### EXERCISE OBJECTIVE
Reproduce every line of the items below character for character, with no changes.

### RECORD EXTRACTS
┌────────
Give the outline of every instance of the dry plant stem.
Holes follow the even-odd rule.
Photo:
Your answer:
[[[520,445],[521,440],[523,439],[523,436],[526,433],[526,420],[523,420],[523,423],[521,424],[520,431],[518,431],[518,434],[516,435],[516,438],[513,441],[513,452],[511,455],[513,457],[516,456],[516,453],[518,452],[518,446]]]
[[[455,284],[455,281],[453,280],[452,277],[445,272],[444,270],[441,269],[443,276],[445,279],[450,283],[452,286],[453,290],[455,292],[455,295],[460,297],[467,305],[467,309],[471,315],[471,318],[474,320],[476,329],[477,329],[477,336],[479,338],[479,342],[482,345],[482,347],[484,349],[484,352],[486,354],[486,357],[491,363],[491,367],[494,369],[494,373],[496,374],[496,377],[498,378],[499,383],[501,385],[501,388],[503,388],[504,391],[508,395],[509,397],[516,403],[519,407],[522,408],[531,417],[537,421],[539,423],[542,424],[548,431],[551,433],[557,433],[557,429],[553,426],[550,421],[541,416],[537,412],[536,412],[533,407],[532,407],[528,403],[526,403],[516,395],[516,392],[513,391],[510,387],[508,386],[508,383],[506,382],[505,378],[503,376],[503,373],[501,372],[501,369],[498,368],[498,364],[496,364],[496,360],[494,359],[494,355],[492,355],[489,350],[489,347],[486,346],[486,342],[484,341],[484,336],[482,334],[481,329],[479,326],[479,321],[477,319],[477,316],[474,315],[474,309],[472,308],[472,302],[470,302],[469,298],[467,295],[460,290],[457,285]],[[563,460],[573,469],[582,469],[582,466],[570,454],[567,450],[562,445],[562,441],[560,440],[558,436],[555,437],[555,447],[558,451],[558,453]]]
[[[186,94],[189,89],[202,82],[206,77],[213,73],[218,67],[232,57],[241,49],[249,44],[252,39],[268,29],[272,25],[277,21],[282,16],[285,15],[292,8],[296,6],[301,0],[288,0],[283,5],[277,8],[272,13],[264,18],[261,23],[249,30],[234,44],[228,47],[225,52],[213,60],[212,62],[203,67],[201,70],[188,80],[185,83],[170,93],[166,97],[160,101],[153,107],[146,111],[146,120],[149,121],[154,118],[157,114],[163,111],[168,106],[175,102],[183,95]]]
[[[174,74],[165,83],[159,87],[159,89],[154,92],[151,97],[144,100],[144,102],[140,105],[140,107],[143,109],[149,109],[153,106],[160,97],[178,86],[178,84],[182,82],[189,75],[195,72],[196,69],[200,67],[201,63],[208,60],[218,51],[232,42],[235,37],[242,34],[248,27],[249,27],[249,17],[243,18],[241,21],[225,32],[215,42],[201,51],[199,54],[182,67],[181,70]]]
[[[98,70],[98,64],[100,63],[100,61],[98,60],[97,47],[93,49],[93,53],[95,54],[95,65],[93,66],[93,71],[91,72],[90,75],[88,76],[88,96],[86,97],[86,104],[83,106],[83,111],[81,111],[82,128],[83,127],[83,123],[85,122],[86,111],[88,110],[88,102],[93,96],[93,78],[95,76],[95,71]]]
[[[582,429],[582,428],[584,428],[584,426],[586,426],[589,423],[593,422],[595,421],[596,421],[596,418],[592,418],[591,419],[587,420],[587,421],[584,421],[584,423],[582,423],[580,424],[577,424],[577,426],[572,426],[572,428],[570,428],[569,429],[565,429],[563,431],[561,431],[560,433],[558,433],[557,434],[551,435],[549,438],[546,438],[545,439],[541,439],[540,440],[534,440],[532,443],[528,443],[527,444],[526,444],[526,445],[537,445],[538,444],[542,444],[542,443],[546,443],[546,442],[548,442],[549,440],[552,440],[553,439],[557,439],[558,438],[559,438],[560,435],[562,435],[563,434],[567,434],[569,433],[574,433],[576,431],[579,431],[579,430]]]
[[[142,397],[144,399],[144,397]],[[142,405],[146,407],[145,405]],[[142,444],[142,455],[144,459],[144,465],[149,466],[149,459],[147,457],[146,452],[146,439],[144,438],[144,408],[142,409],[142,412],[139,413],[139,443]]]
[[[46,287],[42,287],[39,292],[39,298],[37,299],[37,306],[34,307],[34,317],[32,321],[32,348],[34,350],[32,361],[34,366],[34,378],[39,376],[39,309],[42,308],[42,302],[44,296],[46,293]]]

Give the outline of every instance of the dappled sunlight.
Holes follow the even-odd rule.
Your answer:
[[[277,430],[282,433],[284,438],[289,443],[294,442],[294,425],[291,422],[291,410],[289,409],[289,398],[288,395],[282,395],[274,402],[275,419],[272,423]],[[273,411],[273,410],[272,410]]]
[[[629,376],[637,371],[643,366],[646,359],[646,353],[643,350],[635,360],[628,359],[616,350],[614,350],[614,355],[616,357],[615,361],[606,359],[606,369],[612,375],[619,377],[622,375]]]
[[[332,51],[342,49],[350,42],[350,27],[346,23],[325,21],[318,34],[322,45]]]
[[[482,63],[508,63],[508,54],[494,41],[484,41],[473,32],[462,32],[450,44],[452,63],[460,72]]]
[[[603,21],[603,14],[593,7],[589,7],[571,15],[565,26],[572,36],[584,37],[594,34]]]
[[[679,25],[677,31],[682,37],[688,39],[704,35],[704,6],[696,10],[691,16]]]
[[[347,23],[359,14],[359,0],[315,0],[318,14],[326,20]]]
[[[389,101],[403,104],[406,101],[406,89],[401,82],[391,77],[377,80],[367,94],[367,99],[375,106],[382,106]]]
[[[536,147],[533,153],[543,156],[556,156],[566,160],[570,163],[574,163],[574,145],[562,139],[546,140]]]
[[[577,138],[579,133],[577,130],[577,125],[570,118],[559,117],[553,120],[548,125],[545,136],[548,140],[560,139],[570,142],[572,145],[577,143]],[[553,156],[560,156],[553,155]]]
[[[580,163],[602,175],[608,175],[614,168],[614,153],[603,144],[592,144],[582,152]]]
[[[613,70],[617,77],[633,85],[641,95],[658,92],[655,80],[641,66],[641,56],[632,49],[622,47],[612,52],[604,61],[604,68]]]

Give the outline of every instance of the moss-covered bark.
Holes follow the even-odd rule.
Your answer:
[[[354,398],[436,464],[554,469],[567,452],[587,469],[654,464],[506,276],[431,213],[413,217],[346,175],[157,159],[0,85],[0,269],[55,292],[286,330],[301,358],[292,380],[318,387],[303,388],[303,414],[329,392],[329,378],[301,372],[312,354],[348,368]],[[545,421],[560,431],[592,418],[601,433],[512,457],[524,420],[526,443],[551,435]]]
└────────
### REPLY TO THE TASK
Give the outline of every instance of the dry plant stem.
Holes follow the even-odd rule.
Photo:
Your answer:
[[[520,445],[521,440],[523,439],[523,436],[526,433],[526,420],[523,420],[523,423],[521,424],[520,431],[518,431],[518,434],[516,435],[516,438],[513,441],[513,452],[511,455],[513,457],[516,456],[516,453],[518,452],[518,446]]]
[[[455,284],[455,281],[453,280],[452,277],[445,272],[444,270],[441,269],[443,276],[445,279],[450,283],[452,286],[453,290],[455,292],[455,295],[460,297],[467,305],[467,309],[471,315],[471,318],[474,320],[476,329],[477,329],[477,336],[479,338],[479,342],[482,345],[482,347],[484,349],[484,352],[486,354],[486,357],[491,363],[491,367],[494,369],[494,373],[496,374],[496,377],[498,378],[499,383],[501,385],[501,388],[503,388],[504,391],[508,395],[509,397],[516,403],[519,407],[522,408],[531,417],[537,421],[539,423],[542,424],[548,431],[551,433],[557,433],[557,429],[553,426],[550,421],[541,416],[537,412],[536,412],[533,407],[532,407],[528,403],[526,403],[516,395],[516,392],[513,391],[510,387],[508,386],[508,383],[506,382],[505,378],[503,376],[503,373],[501,372],[501,369],[498,368],[498,364],[496,364],[496,360],[494,359],[494,355],[492,355],[489,350],[489,347],[486,346],[486,342],[484,341],[484,336],[482,334],[481,329],[479,326],[479,321],[477,319],[477,316],[474,315],[474,309],[472,308],[472,302],[470,302],[469,298],[467,295],[460,290],[457,285]],[[563,460],[573,469],[582,469],[582,466],[570,454],[567,450],[562,445],[562,441],[560,440],[558,436],[555,437],[555,447],[558,451],[558,453]]]
[[[186,94],[189,89],[202,82],[206,77],[213,73],[218,67],[232,57],[241,49],[249,44],[252,39],[268,29],[272,25],[277,21],[282,16],[285,15],[292,8],[296,6],[301,0],[288,0],[283,5],[277,8],[272,13],[264,18],[261,23],[249,30],[234,44],[228,47],[225,52],[213,60],[212,62],[203,67],[201,70],[188,80],[185,83],[170,93],[166,97],[160,101],[153,107],[146,111],[146,120],[149,121],[154,118],[157,114],[163,111],[168,106],[175,102],[183,95]]]
[[[174,74],[165,83],[159,87],[159,89],[154,92],[151,97],[144,100],[144,102],[140,105],[140,107],[143,109],[149,109],[153,106],[160,97],[178,86],[178,84],[182,82],[189,75],[195,72],[196,69],[200,67],[201,63],[208,60],[218,51],[232,42],[235,37],[242,34],[248,27],[249,27],[249,17],[243,18],[241,21],[225,32],[215,42],[201,51],[199,54],[182,67],[181,70]]]
[[[98,70],[98,64],[100,63],[100,61],[98,60],[97,47],[93,49],[93,53],[95,54],[95,65],[93,66],[93,71],[91,72],[90,75],[88,76],[88,96],[86,97],[86,104],[83,106],[83,111],[81,111],[82,128],[83,127],[83,123],[85,122],[86,111],[88,110],[88,102],[93,96],[93,78],[95,76],[95,71]]]
[[[582,429],[582,428],[584,428],[584,426],[586,426],[589,423],[593,422],[595,421],[596,421],[596,418],[592,418],[591,419],[587,420],[587,421],[584,421],[584,423],[582,423],[580,424],[577,424],[577,426],[572,426],[572,428],[570,428],[569,429],[565,429],[563,431],[561,431],[560,433],[558,433],[557,434],[551,435],[549,438],[546,438],[545,439],[541,439],[540,440],[534,440],[532,443],[528,443],[527,444],[526,444],[526,445],[537,445],[538,444],[542,444],[542,443],[546,443],[546,442],[548,442],[549,440],[552,440],[553,439],[557,439],[558,438],[559,438],[560,435],[562,435],[563,434],[567,434],[569,433],[574,433],[576,431],[579,431],[579,430]]]
[[[142,397],[144,399],[144,397]],[[142,405],[146,407],[145,405]],[[142,444],[142,455],[144,459],[144,465],[149,466],[149,459],[147,457],[146,452],[146,439],[144,438],[144,408],[142,409],[142,412],[139,413],[139,443]]]
[[[46,287],[42,287],[39,292],[39,298],[37,299],[37,306],[34,307],[34,317],[32,321],[32,348],[34,350],[32,361],[34,366],[34,378],[39,376],[39,309],[42,308],[42,302],[44,296],[46,293]]]

Give the outline of every instance of the dappled sunlight.
Holes follow the even-odd rule.
Your answer:
[[[277,430],[282,433],[284,438],[289,443],[294,442],[294,425],[291,422],[291,410],[289,409],[289,398],[288,395],[282,395],[274,402],[275,419],[272,423]],[[273,411],[273,410],[272,410]]]
[[[629,376],[637,371],[643,366],[646,359],[646,353],[643,350],[635,360],[628,359],[616,350],[614,350],[614,355],[616,357],[615,361],[606,359],[606,369],[612,375],[619,377],[622,375]]]
[[[332,51],[342,49],[350,42],[350,27],[346,23],[325,21],[318,34],[322,45]]]
[[[482,63],[508,63],[508,54],[494,41],[484,41],[473,32],[462,32],[450,44],[452,63],[460,72]]]
[[[603,21],[603,14],[593,7],[589,7],[571,15],[565,26],[572,36],[584,37],[594,34]]]
[[[679,25],[677,31],[682,37],[688,39],[704,35],[704,6],[696,10],[691,16]]]
[[[347,23],[359,14],[359,0],[315,0],[318,14],[326,20]]]
[[[389,101],[403,104],[406,101],[406,89],[401,82],[391,77],[377,80],[367,94],[367,99],[375,106],[382,106]]]
[[[536,147],[533,153],[543,156],[556,156],[566,160],[570,163],[574,163],[574,145],[562,139],[546,140]]]
[[[577,138],[579,133],[577,130],[577,125],[570,118],[559,117],[553,120],[548,125],[545,136],[548,140],[560,139],[570,142],[572,145],[577,143]],[[553,156],[560,156],[553,155]]]
[[[580,163],[602,175],[608,175],[614,168],[614,153],[603,144],[592,144],[582,152]]]
[[[613,70],[617,77],[633,85],[641,95],[658,92],[655,80],[641,66],[641,56],[632,49],[622,47],[612,52],[604,61],[604,68]]]

Give the outline of every instance of the moss-covered bark.
Holes follow the even-odd rule.
Your answer:
[[[354,398],[436,464],[554,469],[567,452],[587,469],[654,464],[506,276],[431,213],[413,217],[346,175],[157,159],[0,85],[0,269],[55,292],[286,330],[301,358],[292,380],[318,387],[303,388],[303,414],[329,392],[329,378],[301,372],[312,354],[348,368]],[[545,421],[560,431],[592,418],[601,433],[512,457],[524,420],[526,443],[551,435]]]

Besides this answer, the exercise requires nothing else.